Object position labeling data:
★ ★ ★ ★ ★
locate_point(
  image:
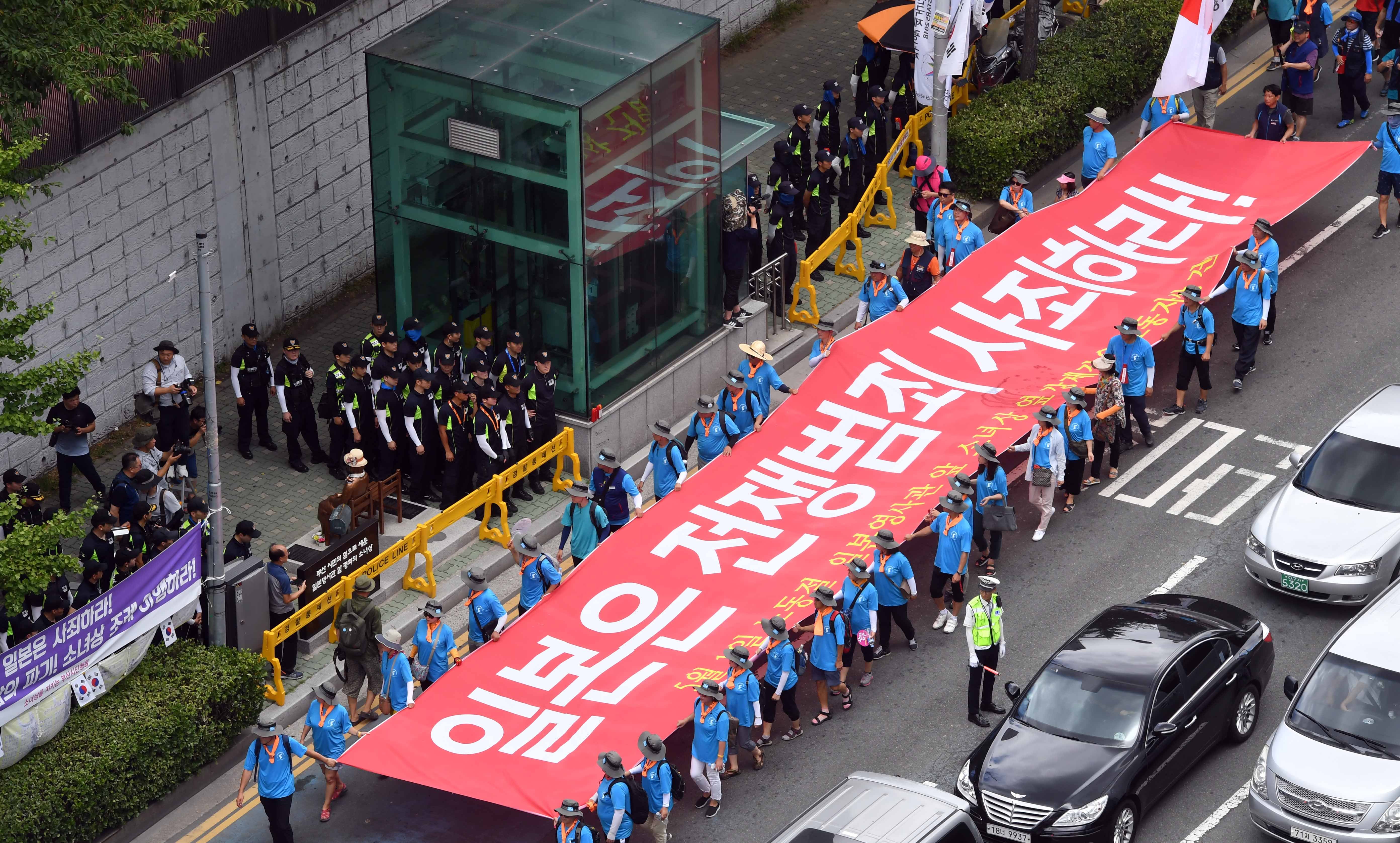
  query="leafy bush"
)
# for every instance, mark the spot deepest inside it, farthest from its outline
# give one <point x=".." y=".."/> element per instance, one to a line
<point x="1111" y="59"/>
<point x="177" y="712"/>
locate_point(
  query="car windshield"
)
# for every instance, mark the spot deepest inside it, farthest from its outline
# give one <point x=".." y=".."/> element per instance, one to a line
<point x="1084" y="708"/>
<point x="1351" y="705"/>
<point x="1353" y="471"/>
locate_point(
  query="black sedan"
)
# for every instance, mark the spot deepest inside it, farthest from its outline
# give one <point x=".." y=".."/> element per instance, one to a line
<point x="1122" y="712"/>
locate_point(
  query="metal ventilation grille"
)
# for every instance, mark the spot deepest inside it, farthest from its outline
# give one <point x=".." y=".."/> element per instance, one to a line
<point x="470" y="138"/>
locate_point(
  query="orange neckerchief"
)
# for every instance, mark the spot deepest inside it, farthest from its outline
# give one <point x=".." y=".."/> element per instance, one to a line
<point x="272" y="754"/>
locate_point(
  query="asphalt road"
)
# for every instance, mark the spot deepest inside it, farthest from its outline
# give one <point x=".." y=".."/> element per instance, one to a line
★ ★ ★ ★ ★
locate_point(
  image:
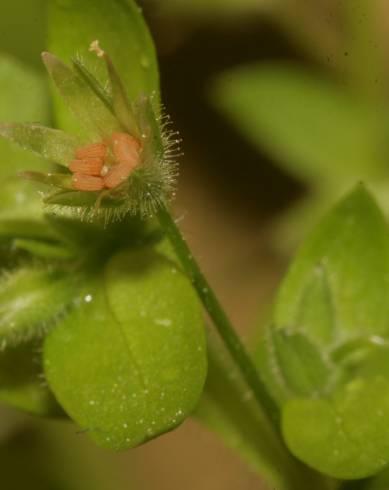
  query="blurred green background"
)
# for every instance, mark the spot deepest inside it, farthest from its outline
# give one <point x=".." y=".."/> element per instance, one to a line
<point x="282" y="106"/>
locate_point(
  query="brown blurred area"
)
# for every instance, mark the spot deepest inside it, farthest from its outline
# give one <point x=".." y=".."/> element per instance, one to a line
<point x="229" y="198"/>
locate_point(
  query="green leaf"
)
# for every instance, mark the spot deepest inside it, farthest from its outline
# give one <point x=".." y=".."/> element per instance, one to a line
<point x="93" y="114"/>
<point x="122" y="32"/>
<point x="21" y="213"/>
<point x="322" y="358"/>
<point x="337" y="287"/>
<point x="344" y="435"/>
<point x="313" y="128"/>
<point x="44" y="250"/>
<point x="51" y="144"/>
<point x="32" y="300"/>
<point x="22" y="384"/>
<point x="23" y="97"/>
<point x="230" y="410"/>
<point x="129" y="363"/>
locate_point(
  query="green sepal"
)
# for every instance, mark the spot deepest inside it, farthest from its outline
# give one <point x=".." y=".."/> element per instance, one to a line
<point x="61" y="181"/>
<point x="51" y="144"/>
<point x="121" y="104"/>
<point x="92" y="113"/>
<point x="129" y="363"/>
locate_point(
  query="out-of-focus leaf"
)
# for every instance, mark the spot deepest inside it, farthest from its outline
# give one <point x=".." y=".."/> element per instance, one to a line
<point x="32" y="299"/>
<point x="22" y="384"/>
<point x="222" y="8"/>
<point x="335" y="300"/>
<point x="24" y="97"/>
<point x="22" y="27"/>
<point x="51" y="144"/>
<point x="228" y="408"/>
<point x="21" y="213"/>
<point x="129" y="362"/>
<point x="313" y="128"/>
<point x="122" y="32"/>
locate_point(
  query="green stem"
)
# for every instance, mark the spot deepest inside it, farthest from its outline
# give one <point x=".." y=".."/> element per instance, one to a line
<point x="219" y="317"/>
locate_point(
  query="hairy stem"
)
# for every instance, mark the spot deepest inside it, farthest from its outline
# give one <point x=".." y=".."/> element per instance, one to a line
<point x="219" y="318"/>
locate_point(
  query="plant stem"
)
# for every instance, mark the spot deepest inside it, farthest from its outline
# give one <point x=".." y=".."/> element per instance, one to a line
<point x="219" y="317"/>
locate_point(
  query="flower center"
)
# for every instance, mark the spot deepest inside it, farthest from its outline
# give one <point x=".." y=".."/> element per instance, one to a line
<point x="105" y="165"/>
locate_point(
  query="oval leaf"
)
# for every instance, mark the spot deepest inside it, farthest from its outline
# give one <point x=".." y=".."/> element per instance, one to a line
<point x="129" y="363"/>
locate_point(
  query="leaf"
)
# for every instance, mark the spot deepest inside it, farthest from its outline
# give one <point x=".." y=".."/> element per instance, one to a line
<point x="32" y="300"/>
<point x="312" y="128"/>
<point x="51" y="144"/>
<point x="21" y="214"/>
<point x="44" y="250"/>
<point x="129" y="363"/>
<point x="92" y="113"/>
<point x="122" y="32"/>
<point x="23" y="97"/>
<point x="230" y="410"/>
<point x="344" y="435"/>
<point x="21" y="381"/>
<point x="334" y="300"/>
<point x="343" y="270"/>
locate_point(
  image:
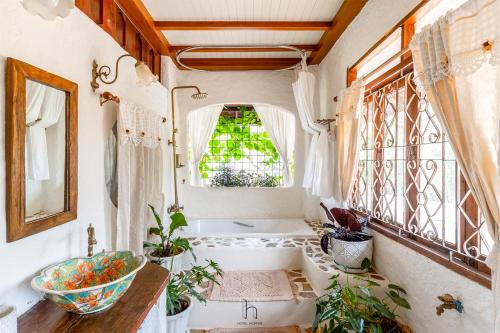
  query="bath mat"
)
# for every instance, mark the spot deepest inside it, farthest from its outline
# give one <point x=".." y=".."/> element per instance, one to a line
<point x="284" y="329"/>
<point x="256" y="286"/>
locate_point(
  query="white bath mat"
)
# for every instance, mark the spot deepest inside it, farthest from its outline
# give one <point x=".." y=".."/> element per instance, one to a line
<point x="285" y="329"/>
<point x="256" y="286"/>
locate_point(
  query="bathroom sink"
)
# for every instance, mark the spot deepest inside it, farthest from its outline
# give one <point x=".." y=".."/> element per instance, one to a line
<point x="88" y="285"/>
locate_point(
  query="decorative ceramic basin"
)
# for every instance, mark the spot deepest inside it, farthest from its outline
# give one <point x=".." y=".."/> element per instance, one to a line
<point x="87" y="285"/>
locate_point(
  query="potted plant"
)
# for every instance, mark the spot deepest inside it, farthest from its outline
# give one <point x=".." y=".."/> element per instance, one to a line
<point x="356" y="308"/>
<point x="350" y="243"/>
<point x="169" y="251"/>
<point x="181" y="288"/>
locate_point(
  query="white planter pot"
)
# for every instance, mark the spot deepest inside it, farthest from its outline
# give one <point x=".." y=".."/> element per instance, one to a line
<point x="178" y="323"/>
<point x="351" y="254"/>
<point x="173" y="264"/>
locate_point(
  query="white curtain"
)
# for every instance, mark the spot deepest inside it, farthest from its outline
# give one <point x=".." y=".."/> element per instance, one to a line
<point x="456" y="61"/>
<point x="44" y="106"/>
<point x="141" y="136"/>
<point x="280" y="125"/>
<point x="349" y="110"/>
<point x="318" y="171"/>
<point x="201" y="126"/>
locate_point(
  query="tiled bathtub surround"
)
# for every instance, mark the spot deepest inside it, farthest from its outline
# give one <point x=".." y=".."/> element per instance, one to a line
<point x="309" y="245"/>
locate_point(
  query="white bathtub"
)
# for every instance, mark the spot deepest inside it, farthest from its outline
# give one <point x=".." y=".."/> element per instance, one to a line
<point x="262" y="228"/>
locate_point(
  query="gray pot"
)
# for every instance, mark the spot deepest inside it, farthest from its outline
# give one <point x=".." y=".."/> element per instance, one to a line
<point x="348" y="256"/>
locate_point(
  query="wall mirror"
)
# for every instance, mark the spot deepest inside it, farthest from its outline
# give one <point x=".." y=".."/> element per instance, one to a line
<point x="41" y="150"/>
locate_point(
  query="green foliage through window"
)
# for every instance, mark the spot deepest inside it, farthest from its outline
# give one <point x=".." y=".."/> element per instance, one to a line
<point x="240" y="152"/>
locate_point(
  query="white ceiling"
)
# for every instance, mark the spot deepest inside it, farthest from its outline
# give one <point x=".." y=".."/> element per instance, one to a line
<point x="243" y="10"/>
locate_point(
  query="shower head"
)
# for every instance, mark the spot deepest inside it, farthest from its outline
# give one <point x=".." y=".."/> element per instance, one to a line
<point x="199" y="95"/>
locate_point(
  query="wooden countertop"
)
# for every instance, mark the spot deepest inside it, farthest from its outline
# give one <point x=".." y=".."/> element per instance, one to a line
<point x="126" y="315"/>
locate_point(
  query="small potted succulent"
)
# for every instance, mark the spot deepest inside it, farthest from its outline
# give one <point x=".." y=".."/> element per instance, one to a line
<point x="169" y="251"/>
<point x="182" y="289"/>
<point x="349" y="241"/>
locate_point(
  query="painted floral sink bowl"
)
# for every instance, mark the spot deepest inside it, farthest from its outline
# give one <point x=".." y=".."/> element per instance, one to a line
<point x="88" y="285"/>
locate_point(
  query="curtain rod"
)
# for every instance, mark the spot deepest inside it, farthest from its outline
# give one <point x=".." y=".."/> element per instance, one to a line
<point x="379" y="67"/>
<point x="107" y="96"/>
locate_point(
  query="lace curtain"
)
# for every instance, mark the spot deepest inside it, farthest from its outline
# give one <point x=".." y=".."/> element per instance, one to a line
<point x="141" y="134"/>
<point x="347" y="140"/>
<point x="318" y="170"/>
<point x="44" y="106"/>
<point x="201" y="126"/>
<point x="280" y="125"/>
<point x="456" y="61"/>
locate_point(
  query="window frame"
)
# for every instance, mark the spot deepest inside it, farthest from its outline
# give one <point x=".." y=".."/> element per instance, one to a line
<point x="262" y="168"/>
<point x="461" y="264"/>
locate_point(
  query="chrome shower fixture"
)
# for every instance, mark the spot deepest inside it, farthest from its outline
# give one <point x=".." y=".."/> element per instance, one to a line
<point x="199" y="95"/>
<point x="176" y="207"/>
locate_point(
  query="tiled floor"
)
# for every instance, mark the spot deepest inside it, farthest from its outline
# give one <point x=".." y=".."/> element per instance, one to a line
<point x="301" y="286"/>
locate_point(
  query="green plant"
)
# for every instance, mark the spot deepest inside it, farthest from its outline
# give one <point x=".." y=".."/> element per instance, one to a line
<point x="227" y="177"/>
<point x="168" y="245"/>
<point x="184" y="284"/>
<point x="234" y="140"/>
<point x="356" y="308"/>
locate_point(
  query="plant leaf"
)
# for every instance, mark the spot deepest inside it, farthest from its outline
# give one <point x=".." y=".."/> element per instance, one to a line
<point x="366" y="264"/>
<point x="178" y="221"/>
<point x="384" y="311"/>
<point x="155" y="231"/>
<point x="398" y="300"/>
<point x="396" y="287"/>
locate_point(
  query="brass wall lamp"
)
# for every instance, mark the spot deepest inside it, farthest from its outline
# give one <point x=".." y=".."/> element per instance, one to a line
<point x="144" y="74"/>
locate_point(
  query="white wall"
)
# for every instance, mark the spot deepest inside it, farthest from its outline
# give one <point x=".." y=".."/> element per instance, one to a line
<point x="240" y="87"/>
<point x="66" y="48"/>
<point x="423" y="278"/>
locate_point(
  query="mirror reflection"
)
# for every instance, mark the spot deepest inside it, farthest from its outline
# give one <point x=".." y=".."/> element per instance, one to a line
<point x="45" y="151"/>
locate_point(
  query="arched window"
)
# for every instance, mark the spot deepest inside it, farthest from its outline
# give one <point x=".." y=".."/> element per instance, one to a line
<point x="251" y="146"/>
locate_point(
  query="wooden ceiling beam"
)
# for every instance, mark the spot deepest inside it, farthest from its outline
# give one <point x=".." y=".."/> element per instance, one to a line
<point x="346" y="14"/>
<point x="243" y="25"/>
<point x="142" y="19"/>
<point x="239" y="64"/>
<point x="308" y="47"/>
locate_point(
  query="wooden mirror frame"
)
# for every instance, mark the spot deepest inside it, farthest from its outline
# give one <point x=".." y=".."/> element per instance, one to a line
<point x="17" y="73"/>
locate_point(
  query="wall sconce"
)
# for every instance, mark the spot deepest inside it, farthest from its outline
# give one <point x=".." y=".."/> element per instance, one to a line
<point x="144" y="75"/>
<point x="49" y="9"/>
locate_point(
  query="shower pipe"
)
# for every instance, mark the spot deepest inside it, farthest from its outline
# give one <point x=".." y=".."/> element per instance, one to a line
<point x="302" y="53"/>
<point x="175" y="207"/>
★ ★ ★ ★ ★
__THE REQUEST__.
Count the lines of the data above that contain the string "stem", with case counting. Give only the number.

__TASK RESULT__.
3